Return only the line that contains "of the striped" and each line after it, through the last line of the data below, copied exactly.

Dataset excerpts on object pointing

+++

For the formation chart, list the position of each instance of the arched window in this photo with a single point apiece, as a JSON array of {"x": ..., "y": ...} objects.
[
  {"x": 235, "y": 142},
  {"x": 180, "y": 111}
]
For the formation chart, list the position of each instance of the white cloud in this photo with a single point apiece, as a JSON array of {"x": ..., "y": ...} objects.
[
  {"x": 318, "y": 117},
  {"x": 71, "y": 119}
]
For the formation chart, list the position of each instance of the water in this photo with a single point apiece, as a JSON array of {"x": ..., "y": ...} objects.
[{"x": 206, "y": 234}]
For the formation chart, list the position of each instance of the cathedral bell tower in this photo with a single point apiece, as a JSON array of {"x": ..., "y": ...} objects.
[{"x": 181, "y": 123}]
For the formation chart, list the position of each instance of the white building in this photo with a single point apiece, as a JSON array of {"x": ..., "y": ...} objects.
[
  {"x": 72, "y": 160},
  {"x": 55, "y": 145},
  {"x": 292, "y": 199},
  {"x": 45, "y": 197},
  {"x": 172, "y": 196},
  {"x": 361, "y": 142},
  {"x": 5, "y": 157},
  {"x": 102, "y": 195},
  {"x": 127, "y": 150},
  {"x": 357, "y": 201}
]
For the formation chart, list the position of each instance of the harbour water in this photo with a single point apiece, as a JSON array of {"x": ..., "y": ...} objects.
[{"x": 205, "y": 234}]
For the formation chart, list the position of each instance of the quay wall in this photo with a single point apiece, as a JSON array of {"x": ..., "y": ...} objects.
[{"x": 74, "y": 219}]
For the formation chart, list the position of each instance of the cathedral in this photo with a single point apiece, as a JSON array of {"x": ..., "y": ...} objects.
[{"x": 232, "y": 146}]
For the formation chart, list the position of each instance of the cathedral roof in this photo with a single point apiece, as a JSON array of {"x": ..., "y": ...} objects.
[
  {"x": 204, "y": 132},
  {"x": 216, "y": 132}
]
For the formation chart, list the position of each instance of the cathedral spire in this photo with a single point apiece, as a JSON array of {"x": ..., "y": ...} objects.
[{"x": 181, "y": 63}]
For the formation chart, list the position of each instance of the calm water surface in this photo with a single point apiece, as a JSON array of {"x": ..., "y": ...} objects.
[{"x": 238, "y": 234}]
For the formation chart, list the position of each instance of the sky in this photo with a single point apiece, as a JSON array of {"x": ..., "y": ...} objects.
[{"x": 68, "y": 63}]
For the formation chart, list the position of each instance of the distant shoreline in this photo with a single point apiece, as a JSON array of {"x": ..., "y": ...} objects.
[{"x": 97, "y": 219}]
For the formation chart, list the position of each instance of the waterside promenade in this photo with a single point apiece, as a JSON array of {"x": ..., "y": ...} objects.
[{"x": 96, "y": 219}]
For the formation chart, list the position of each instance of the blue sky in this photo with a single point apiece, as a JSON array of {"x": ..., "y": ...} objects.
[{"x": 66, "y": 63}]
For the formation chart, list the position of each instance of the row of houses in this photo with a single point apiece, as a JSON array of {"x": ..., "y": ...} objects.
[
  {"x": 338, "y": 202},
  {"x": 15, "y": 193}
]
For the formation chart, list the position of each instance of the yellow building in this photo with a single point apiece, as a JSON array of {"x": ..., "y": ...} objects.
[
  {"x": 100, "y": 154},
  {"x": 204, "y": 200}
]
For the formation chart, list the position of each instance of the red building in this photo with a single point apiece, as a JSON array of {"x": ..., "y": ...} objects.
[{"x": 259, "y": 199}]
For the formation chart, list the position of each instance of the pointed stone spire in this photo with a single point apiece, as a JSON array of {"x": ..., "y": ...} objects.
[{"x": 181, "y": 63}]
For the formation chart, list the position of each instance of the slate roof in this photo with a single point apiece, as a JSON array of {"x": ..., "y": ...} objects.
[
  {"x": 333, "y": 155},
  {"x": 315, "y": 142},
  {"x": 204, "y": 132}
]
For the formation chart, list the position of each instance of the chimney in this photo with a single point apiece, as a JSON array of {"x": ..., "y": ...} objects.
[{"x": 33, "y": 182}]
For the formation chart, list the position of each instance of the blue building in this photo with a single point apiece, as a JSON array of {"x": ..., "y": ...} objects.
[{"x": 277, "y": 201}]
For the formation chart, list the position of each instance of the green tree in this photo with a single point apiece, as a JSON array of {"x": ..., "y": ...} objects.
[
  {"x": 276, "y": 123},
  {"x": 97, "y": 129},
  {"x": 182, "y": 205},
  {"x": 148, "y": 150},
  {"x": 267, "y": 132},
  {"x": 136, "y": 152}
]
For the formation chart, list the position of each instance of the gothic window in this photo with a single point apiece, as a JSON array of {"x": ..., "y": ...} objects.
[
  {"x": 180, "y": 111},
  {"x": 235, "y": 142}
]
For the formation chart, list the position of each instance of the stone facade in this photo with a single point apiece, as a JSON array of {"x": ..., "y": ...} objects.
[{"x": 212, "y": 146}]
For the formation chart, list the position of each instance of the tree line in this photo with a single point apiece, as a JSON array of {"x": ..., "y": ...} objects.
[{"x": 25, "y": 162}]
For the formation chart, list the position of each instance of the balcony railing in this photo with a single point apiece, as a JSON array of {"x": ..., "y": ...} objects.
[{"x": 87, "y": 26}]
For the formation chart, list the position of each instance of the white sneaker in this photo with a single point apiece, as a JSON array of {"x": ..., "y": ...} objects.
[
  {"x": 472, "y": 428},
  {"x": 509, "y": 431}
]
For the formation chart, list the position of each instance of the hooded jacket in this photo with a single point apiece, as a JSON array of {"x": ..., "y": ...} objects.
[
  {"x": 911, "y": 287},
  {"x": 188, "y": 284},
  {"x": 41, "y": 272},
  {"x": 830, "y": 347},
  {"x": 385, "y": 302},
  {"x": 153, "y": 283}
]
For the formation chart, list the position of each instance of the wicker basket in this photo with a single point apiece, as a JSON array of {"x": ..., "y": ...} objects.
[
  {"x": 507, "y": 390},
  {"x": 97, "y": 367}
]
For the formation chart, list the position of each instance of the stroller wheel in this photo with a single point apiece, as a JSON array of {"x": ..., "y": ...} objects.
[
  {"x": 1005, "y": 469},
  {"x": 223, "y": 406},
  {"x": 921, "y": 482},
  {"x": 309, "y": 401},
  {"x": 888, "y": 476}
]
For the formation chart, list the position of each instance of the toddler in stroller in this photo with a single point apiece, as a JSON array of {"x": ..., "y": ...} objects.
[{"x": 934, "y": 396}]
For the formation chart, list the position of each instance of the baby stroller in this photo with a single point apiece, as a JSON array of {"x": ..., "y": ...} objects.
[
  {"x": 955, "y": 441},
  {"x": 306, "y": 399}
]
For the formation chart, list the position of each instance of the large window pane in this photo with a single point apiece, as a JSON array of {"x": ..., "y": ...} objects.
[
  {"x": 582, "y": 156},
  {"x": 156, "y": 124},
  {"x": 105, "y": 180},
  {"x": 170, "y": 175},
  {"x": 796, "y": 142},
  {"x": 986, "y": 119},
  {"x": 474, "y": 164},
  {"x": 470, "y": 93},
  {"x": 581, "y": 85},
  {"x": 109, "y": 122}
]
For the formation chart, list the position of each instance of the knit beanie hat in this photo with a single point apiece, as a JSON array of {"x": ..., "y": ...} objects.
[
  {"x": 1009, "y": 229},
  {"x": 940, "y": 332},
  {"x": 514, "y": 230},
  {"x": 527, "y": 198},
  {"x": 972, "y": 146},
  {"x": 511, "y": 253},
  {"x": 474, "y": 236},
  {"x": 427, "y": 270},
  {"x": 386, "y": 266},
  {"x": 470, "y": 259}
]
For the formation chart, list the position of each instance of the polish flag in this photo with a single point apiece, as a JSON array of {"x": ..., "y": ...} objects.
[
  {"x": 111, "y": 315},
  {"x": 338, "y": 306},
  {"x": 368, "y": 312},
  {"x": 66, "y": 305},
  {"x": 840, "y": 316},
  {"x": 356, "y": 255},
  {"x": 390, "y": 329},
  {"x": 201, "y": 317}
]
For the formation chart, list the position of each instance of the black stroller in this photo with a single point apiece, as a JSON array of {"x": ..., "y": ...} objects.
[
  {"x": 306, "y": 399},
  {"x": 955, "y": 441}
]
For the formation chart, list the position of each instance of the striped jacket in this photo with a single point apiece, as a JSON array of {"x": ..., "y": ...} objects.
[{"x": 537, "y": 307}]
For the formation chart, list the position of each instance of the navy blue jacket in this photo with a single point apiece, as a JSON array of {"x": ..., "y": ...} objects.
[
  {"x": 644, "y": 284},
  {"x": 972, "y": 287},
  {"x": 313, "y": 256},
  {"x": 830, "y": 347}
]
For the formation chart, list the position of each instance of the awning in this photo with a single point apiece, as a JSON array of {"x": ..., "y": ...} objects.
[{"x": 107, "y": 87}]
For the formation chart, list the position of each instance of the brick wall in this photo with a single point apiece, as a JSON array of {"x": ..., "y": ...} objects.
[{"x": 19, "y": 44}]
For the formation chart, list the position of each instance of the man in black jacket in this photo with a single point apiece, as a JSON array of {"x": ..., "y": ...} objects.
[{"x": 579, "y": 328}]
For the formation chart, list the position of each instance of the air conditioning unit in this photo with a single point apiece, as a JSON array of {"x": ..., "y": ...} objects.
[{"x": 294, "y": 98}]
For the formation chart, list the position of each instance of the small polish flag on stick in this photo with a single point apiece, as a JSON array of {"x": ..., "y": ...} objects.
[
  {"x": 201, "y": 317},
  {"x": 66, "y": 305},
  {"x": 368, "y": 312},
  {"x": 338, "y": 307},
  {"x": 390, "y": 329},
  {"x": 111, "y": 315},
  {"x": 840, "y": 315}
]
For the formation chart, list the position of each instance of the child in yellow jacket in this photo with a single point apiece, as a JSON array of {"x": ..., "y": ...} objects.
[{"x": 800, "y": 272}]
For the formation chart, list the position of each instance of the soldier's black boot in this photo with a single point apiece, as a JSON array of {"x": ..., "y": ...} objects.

+++

# Worked solution
For the formation chart, list the position of each instance of the striped jacket in this photo with a single point apiece, as a JSON array of {"x": ..., "y": ...} objects.
[{"x": 537, "y": 307}]
For the formation chart, list the position of each instance of the navy blue jacket in this photo with a single point apiece, as a JSON array of {"x": ..., "y": ...} objects.
[
  {"x": 644, "y": 284},
  {"x": 972, "y": 287},
  {"x": 313, "y": 256},
  {"x": 830, "y": 347}
]
For the formation chart, list the position of each instance of the awning in this photo with a single point apiece, as a JSON array of {"x": ..., "y": ...} objects.
[{"x": 107, "y": 87}]
For the formation chart, list the position of each instance of the brick wall in this photo with a single point apiece, as a JSON array of {"x": ..., "y": ...} objects.
[{"x": 19, "y": 44}]
For the formation chart, list the position of each instance of the man in black jacket in this photo with a single point apiece, as a JSON array of {"x": ..., "y": ...} objects.
[{"x": 579, "y": 328}]
For the formation chart, list the position of each instance of the air conditioning unit in this photo with a single point apiece, as a JSON array of {"x": ..., "y": ...} objects.
[{"x": 294, "y": 98}]
For the formation chart, list the position of each instance of the small polish flag on stick in this photo with a single point apiece, as a JSON array of {"x": ..., "y": ...} objects.
[
  {"x": 201, "y": 317},
  {"x": 66, "y": 305},
  {"x": 368, "y": 312},
  {"x": 338, "y": 307},
  {"x": 390, "y": 329},
  {"x": 111, "y": 315},
  {"x": 840, "y": 315}
]
For the formation chart, list the position of each instance of the child in yellow jacket in this photo with a single point apiece, as a JSON array of {"x": ..., "y": ...} objects.
[{"x": 800, "y": 272}]
For the formation chart, list the position of each instance of the soldier's black boot in this photo with a single point apiece, as a JSON array of {"x": ..., "y": ...} objects.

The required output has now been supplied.